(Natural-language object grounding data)
+ + +

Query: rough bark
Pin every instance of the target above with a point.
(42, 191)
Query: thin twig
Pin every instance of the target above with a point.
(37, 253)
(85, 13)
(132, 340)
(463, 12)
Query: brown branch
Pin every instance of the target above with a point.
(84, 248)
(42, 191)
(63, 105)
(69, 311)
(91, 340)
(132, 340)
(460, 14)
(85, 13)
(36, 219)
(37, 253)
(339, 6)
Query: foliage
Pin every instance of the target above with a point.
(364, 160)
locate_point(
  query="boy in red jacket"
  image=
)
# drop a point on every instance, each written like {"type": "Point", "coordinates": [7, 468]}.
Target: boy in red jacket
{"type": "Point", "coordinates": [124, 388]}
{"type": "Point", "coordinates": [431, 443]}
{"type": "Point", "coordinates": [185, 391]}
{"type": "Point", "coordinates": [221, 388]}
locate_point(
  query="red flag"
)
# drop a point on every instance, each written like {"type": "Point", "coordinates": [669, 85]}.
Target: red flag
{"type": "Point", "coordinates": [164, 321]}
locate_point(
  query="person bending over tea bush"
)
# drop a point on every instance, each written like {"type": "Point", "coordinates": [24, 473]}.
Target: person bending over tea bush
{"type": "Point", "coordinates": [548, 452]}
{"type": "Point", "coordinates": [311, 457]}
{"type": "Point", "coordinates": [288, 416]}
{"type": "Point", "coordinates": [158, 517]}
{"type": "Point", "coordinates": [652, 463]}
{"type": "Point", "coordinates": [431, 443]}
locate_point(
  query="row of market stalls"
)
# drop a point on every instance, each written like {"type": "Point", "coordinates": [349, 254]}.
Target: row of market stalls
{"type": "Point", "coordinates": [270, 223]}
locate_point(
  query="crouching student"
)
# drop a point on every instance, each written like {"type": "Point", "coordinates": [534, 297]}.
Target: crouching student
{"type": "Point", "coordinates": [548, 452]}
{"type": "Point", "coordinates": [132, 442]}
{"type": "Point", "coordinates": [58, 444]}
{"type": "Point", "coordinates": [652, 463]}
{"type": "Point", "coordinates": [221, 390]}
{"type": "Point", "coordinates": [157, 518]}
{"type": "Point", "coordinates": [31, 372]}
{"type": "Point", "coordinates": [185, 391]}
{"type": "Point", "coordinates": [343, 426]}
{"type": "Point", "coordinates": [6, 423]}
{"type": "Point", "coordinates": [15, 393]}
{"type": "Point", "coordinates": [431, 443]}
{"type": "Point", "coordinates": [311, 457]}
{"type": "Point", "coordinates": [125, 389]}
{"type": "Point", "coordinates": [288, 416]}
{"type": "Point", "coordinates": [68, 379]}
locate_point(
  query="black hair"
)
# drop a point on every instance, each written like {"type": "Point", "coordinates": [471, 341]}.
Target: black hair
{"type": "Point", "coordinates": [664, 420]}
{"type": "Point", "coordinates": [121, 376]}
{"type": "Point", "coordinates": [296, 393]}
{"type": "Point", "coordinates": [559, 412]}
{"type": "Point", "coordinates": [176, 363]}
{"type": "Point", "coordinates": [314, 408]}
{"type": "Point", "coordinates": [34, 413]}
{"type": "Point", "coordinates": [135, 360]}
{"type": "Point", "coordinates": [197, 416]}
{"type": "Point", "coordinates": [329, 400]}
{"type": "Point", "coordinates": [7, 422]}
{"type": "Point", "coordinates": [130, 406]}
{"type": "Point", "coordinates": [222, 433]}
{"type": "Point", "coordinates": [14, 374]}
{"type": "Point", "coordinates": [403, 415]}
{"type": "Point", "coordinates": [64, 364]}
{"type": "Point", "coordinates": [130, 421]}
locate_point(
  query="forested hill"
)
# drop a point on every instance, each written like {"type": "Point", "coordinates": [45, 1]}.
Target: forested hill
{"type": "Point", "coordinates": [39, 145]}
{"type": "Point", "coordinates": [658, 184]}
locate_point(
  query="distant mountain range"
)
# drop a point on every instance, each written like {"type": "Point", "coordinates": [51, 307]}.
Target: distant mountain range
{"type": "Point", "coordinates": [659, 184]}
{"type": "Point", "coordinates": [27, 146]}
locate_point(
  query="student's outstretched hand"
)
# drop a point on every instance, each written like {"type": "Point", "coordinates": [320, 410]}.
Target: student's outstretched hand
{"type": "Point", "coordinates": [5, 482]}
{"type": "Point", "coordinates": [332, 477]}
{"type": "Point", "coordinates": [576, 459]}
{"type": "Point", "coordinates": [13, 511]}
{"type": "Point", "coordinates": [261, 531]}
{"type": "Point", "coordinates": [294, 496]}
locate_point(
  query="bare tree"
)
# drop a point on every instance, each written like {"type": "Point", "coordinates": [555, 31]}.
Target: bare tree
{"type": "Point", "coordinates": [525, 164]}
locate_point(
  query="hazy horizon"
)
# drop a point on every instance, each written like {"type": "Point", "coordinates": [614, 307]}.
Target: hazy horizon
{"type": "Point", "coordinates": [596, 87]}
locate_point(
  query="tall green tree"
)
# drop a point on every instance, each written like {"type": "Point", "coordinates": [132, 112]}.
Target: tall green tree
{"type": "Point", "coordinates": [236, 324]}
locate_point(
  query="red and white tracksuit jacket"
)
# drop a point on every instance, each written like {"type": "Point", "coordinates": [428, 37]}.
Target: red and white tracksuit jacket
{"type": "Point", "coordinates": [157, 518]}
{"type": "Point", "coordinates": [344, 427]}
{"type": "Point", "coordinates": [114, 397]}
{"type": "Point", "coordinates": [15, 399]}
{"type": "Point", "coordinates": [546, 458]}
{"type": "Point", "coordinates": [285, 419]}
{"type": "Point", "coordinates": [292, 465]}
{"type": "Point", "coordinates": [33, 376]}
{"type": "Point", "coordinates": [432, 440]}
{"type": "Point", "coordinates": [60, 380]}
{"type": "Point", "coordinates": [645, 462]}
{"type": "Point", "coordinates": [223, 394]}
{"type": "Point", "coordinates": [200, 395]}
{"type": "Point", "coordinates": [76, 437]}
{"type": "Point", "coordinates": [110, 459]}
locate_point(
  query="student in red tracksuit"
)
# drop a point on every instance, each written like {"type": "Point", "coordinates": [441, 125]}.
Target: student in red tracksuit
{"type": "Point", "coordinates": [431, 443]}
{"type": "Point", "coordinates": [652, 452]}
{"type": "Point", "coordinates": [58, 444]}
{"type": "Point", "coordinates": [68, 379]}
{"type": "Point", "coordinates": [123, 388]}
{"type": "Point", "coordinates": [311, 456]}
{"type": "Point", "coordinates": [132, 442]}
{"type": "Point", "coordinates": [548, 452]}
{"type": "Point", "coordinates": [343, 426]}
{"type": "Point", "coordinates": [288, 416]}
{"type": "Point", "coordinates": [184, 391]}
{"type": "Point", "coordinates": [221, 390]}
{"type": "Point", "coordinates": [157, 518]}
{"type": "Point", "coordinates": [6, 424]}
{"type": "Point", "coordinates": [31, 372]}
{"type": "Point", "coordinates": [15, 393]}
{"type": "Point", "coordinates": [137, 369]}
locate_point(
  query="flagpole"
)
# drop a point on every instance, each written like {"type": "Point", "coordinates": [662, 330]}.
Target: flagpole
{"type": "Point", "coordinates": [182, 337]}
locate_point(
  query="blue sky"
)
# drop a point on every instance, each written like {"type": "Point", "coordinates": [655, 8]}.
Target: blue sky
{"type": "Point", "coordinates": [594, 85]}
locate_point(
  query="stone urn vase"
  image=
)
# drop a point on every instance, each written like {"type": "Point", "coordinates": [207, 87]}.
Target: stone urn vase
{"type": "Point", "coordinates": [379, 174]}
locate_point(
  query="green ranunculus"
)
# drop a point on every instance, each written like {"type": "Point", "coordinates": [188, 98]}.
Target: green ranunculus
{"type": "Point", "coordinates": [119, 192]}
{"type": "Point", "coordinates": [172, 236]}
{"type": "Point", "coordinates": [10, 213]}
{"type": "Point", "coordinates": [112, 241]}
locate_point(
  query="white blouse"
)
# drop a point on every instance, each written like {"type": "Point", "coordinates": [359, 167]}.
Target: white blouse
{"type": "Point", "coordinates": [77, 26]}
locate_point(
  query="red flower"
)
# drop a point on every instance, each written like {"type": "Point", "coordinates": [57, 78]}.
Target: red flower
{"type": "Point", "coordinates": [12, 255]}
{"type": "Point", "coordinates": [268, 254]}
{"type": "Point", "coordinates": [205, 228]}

+ + +

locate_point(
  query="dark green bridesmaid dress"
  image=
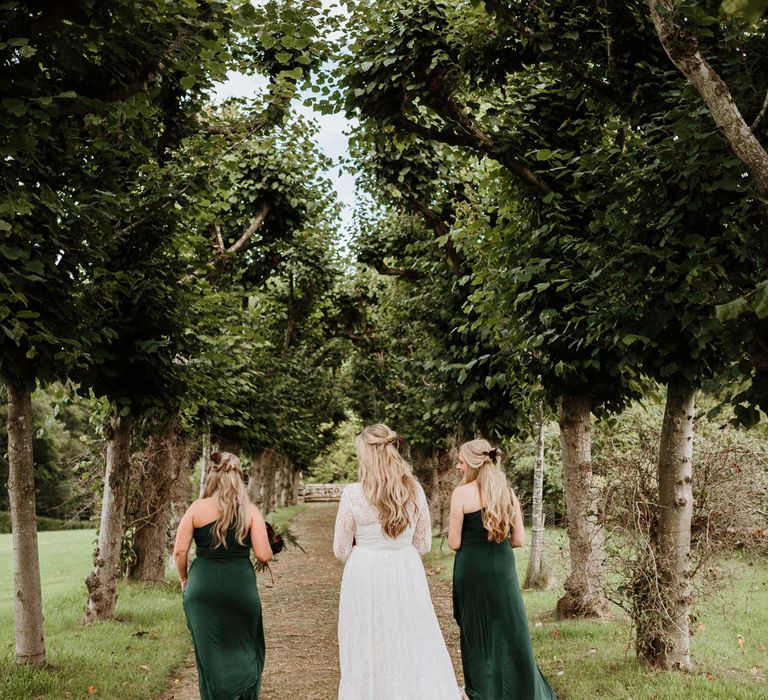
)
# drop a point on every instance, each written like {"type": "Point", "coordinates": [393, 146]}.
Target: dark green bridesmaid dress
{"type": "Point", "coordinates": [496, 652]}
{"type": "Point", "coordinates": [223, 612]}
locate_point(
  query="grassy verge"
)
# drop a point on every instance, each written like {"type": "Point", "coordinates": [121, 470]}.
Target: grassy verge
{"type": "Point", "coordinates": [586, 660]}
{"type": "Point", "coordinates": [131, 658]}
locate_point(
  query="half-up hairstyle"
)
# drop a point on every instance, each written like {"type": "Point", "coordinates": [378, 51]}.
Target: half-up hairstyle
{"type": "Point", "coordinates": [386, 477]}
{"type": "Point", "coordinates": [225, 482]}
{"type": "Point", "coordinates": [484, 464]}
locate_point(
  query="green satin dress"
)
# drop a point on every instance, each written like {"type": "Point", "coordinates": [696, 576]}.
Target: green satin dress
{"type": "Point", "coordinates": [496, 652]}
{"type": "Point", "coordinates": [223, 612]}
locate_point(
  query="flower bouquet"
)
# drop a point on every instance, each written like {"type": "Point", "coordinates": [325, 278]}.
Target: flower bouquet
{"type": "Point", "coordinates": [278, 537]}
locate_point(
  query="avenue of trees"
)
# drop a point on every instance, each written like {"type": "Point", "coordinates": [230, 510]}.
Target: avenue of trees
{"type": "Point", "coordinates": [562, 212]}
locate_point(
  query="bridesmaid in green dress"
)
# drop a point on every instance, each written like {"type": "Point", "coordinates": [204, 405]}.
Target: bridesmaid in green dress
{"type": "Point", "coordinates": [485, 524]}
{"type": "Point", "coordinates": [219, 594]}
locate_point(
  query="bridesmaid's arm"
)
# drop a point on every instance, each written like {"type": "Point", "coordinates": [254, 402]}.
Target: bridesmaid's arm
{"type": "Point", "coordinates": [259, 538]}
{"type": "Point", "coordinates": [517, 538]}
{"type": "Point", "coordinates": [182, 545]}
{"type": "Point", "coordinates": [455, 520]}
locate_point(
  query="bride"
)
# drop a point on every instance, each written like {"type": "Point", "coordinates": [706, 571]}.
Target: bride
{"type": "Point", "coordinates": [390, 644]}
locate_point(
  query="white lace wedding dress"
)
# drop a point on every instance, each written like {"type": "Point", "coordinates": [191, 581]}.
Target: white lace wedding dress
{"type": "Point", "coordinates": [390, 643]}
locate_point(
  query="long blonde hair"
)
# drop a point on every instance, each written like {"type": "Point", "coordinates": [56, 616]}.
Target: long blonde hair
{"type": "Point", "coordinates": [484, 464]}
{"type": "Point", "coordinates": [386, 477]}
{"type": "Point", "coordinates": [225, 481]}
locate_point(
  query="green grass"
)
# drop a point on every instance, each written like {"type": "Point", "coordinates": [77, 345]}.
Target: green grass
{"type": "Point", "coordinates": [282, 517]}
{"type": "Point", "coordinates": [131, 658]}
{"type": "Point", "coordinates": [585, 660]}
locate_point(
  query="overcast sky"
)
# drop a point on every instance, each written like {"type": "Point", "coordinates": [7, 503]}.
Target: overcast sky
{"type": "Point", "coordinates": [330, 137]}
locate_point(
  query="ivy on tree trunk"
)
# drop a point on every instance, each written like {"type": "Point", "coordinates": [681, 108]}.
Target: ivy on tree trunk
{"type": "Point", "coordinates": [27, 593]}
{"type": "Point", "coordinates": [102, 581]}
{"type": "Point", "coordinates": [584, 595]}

+ + +

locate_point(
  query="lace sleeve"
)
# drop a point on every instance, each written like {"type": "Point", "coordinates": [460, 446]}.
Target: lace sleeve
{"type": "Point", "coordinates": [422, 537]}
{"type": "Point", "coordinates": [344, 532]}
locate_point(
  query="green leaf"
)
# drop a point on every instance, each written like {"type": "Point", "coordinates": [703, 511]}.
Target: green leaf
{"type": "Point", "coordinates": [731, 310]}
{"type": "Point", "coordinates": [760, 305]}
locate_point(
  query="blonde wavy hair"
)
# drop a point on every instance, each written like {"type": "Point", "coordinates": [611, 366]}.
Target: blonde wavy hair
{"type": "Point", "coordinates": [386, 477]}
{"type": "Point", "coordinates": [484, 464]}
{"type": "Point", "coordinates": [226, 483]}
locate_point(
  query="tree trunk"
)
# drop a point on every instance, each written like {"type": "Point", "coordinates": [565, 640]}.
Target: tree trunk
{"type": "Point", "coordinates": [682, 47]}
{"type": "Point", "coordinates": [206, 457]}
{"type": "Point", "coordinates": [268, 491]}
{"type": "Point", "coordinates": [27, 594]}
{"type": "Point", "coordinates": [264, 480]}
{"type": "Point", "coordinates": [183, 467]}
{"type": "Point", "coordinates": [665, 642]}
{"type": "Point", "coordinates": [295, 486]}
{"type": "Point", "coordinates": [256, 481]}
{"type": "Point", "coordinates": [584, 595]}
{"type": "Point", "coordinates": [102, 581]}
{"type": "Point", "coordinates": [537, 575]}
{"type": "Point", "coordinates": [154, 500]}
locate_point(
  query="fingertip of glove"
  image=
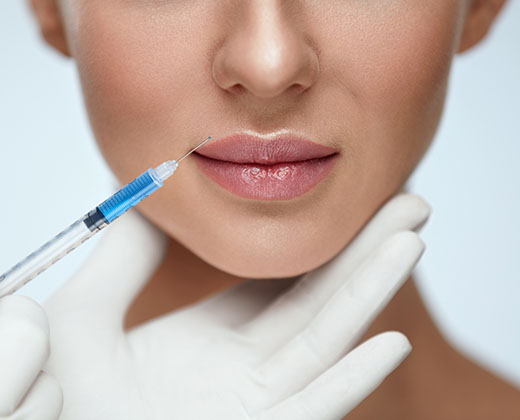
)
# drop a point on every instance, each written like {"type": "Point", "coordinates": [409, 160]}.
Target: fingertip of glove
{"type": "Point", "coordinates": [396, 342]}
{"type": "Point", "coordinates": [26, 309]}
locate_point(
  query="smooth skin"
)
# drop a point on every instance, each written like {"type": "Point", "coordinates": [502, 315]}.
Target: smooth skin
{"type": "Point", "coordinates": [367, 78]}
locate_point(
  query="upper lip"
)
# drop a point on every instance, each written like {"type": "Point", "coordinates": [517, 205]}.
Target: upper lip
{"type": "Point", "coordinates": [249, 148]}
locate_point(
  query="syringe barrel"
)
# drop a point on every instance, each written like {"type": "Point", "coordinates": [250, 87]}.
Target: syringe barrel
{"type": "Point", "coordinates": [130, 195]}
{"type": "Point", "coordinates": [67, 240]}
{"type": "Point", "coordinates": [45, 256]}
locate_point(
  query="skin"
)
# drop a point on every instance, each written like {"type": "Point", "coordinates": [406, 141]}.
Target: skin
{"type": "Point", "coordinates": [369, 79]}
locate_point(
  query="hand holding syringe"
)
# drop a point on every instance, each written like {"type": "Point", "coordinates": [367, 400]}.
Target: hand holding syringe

+ + +

[Activity] Every line above that holds the string "holding" should be copied out.

[Output]
  query="hand holding syringe"
Target: hand holding syringe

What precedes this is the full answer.